→ Required work
a: Retype the stretch of the hugetlb patch reply from "On Mon, Oct" through "an old bug." verbatim.
b: Echo the stretch of the listing from the line containing "Keypoint placement rule: for each instance of the wheel" through the end of the listing, word for word, and nothing else.

→ Selected excerpt
·····
Re: [PATCH 1/3] mm/hugetlb: Fix race condition of uffd missing/minor handling

From: Peter Xu
Date: Mon Oct 03 2022 - 17:33:09 EST

On Mon, Oct 03, 2022 at 10:20:29AM -0700, Mike Kravetz wrote:
> On 10/03/22 11:56, Peter Xu wrote:
> > After the recent rework patchset of hugetlb locking on pmd sharing,
> > kselftest for userfaultfd sometimes fails on hugetlb private tests with
> > unexpected write fault checks.
> >
> > It turns out there's nothing wrong within the locking series regarding this
> > matter, but it could have changed the timing of threads so it can trigger
> > an old bug.
> >
> > The real bug is when we call hugetlb_no_page() we're not with the pgtable
> > lock. It means we're reading the pte values lockless. It's perfectly fine
> > in most cases because before we do normal page allocations we'll take the
> > lock and check pte_same() again. However before that, there are actually
> > two paths on userfaultfd missing/minor handling that may directly move on
> > with the fault process without checking the pte values.
·····
→ Data in this exercise
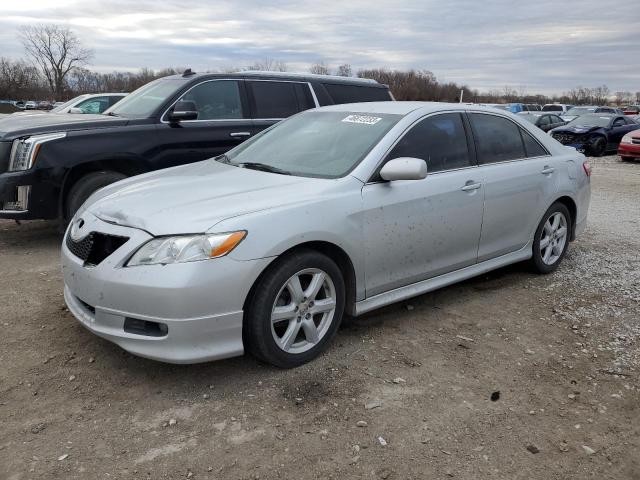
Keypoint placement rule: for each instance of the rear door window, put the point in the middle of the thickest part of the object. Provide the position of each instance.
(532, 146)
(342, 93)
(272, 99)
(440, 140)
(216, 100)
(497, 138)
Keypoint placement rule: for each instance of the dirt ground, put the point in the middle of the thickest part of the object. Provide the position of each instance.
(409, 392)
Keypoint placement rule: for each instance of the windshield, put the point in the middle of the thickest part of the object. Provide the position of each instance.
(581, 110)
(68, 104)
(314, 144)
(591, 121)
(147, 99)
(532, 118)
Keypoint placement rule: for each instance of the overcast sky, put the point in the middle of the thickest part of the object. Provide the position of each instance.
(546, 46)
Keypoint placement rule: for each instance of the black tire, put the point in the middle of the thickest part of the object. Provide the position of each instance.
(257, 330)
(85, 186)
(597, 146)
(537, 262)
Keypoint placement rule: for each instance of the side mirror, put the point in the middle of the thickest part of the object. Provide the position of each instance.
(404, 168)
(183, 110)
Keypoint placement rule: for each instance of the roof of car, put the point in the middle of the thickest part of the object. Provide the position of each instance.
(307, 77)
(403, 108)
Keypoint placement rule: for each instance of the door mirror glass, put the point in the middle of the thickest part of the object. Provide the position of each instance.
(183, 110)
(404, 168)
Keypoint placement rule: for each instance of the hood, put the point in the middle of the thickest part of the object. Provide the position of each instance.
(193, 198)
(13, 126)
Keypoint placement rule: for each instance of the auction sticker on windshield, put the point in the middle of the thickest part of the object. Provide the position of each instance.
(366, 119)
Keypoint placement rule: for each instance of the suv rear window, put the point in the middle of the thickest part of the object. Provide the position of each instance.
(278, 99)
(341, 93)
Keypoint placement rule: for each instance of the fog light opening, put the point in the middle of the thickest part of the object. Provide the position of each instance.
(145, 327)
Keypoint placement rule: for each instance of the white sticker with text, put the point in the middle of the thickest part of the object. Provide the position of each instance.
(365, 119)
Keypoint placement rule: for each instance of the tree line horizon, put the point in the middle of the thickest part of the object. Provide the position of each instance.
(57, 71)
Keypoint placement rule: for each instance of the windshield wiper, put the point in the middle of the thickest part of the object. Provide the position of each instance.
(263, 167)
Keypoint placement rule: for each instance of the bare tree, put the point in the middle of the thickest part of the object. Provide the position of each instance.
(344, 70)
(269, 65)
(55, 50)
(320, 68)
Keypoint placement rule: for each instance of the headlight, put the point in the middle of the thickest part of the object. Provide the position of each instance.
(25, 150)
(186, 248)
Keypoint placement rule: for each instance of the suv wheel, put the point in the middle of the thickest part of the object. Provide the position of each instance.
(551, 239)
(296, 309)
(85, 186)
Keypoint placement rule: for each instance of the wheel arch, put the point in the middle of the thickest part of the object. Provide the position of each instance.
(571, 205)
(331, 250)
(125, 165)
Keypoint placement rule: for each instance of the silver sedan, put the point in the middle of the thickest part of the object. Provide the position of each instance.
(335, 211)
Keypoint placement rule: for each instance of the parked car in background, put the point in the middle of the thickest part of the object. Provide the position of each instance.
(543, 120)
(595, 134)
(557, 107)
(171, 121)
(330, 212)
(629, 147)
(90, 103)
(45, 105)
(575, 112)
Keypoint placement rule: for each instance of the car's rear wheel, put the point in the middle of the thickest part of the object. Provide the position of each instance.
·····
→ Results
a:
On Mon, Oct 03, 2022 at 10:20:29AM -0700, Mike Kravetz wrote:
> On 10/03/22 11:56, Peter Xu wrote:
> > After the recent rework patchset of hugetlb locking on pmd sharing,
> > kselftest for userfaultfd sometimes fails on hugetlb private tests with
> > unexpected write fault checks.
> >
> > It turns out there's nothing wrong within the locking series regarding this
> > matter, but it could have changed the timing of threads so it can trigger
> > an old bug.

b:
Keypoint placement rule: for each instance of the wheel arch, put the point in the middle of the thickest part of the object. Provide the position of each instance.
(571, 205)
(331, 250)
(125, 165)
Keypoint placement rule: for each instance of the silver sedan, put the point in the middle of the thickest part of the object. Provide the position of each instance.
(335, 211)
Keypoint placement rule: for each instance of the parked car in background, put the point in the middle of the thickest part of the object. Provide the position of each instance.
(543, 120)
(595, 134)
(557, 107)
(171, 121)
(330, 212)
(629, 147)
(90, 103)
(45, 105)
(575, 112)
Keypoint placement rule: for each instance of the car's rear wheel, put the point in the middle of the thickest part of the object. Provide the position of each instance.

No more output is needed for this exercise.